Your objective =>
Transcribe, word for word, every line from the one containing "query (the noun phrase to segment): white curtain" through the final line of the records, and omit the pictures.

Records supplied =>
──────────

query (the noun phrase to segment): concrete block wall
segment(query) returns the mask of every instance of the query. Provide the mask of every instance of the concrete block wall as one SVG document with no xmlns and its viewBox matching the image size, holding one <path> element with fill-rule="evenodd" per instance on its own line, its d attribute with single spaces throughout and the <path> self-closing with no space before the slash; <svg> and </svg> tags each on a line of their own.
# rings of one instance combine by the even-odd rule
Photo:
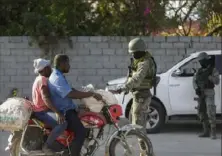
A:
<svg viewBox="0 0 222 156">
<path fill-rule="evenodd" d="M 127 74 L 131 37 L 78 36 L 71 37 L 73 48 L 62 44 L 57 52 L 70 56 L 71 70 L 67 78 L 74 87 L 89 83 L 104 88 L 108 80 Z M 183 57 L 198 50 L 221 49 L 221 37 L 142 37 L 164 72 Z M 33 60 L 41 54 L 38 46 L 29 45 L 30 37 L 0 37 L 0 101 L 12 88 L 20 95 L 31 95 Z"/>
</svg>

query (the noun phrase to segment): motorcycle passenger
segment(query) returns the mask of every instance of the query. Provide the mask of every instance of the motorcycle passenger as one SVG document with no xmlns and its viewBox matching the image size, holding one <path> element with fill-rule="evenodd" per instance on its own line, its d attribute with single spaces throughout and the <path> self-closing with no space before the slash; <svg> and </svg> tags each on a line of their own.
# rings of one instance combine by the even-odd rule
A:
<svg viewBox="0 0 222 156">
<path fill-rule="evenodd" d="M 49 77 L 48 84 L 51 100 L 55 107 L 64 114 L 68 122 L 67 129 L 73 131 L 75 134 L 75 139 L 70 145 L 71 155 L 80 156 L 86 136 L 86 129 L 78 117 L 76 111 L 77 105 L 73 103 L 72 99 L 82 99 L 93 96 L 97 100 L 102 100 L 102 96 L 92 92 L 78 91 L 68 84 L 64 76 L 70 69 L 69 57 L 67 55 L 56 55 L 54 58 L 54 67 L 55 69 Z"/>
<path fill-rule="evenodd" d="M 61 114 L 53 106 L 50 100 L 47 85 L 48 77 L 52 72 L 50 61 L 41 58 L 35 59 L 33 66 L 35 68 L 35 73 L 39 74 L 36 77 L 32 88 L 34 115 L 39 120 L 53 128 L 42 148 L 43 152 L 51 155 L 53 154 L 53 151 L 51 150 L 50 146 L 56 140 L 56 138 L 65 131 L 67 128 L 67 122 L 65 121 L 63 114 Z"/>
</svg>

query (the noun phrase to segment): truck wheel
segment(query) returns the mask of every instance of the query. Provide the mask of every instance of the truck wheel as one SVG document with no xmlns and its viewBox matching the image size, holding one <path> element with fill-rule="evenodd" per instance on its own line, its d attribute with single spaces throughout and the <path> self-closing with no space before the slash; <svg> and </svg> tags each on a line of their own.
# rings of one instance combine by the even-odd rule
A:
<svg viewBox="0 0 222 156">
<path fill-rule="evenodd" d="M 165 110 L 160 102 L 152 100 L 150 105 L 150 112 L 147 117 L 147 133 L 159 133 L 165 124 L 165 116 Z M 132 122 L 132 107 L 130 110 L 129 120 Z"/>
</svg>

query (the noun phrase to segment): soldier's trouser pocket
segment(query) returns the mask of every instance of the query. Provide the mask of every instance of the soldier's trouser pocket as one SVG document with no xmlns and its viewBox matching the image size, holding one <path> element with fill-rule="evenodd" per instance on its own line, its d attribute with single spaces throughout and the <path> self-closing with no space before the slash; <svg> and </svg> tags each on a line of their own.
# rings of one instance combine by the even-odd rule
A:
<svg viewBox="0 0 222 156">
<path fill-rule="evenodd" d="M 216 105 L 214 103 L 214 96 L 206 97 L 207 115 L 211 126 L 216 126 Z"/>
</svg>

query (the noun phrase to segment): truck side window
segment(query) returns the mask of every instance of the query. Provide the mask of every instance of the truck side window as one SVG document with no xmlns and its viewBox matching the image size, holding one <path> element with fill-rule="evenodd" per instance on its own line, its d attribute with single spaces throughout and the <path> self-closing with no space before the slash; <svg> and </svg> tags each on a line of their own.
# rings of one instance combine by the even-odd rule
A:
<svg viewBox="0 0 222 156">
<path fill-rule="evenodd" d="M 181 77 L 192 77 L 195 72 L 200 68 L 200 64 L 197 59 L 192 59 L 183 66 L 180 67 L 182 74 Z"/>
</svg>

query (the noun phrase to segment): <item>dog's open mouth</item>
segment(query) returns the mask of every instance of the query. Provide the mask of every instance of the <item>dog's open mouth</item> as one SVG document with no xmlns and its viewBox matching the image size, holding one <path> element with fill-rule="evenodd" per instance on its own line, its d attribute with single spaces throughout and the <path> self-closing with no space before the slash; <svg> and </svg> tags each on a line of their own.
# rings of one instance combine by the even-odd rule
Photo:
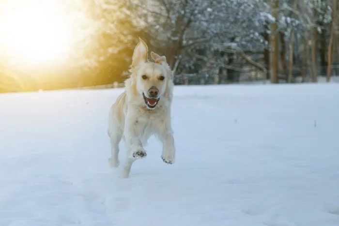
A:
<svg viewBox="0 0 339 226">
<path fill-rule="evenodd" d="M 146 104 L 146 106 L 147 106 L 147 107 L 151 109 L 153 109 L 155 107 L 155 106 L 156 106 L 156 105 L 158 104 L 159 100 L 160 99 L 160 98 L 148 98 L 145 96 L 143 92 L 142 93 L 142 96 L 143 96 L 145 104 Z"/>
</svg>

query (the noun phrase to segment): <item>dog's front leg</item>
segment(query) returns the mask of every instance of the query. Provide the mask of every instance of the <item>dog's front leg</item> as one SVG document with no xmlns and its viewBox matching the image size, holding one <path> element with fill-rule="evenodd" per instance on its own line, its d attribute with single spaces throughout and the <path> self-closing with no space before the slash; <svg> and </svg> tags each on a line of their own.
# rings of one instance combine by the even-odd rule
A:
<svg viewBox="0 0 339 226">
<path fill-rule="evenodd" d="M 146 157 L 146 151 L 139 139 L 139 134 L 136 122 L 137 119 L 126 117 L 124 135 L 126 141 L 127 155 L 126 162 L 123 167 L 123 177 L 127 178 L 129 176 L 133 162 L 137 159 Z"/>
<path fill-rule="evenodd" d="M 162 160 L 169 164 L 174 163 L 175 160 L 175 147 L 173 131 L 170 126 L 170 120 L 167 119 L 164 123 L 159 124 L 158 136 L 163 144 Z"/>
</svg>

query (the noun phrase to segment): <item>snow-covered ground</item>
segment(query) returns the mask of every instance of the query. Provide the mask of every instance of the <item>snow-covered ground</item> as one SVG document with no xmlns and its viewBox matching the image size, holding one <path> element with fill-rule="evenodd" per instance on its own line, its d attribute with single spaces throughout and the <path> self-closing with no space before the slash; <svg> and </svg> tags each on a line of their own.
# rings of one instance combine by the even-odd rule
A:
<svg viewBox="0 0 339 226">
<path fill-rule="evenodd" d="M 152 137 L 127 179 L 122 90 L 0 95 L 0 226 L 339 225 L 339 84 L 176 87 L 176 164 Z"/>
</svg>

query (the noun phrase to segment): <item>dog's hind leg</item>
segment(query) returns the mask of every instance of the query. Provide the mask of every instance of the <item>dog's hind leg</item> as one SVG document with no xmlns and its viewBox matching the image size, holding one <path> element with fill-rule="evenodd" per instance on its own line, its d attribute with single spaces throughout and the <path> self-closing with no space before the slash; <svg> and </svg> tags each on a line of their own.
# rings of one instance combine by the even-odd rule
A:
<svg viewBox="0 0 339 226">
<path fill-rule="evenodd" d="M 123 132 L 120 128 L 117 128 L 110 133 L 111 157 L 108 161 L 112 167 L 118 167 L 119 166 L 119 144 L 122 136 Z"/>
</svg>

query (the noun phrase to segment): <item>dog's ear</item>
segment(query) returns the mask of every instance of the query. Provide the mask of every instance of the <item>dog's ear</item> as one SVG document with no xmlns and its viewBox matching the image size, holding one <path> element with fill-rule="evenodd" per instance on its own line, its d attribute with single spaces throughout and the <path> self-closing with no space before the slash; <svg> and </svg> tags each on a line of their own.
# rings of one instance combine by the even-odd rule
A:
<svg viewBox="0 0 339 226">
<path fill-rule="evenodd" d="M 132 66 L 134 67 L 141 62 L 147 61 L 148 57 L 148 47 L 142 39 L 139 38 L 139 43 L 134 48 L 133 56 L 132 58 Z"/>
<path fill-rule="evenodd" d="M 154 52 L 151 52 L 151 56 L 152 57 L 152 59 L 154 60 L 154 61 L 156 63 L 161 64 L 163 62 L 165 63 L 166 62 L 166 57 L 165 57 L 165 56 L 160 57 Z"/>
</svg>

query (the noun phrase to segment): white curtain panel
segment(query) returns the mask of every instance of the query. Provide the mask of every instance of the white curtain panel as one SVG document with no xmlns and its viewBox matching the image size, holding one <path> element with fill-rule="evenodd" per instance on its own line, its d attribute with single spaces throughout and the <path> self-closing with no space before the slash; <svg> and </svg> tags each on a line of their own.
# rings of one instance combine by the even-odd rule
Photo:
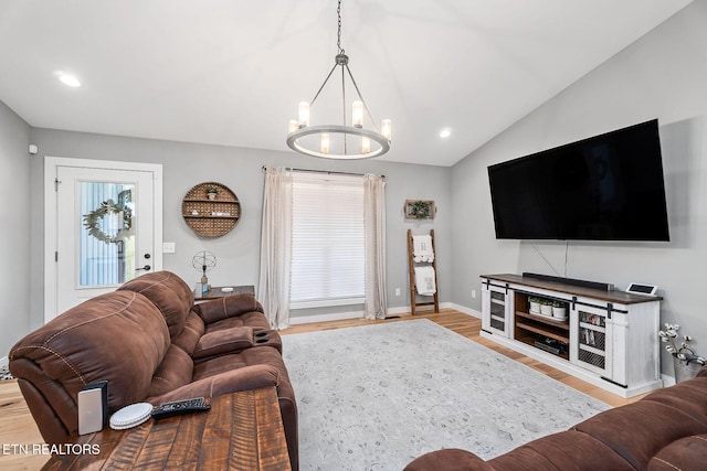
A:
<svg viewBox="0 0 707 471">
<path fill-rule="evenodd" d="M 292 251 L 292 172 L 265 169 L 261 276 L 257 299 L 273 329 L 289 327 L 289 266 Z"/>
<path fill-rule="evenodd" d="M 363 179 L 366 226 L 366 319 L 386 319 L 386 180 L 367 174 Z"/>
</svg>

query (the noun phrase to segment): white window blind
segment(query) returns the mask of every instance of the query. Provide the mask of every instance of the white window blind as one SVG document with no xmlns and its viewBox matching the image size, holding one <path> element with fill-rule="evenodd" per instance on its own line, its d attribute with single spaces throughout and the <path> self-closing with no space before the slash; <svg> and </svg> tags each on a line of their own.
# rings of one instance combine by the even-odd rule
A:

──────────

Exercise output =>
query (the noun phrase to segment): white curtain panel
segment(query) returns the mask of every instance of the query. Provide the mask of every instance of the white curtain panel as one SVG document with no xmlns and its viewBox matching the image size, holding one <path> element with fill-rule="evenodd" per instance on its own line, its d attribute with single spaces throughout and the <path> self-closing with no space before the slash; <svg> and </svg> tags each on a line of their own.
# rings of one instance combine by the even-odd rule
Photo:
A:
<svg viewBox="0 0 707 471">
<path fill-rule="evenodd" d="M 292 251 L 292 172 L 265 169 L 261 276 L 257 299 L 273 329 L 289 327 L 289 266 Z"/>
<path fill-rule="evenodd" d="M 363 179 L 366 226 L 366 319 L 386 319 L 386 180 L 367 174 Z"/>
</svg>

query (the noun phrase to segment): white window blind
segment(query) returns the mask of every instance of the query. Provide the mask of every instance of the white window blind as one SVG document with no xmlns and its viewBox matching the image size, holding one <path> element with fill-rule="evenodd" per instance on its own line, its d attribute with single spaces throughout and the <path> self-closing with no space before the slash; <svg> and </svg> tags each on a line of their own.
# rings of one instance combine by the even-odd rule
A:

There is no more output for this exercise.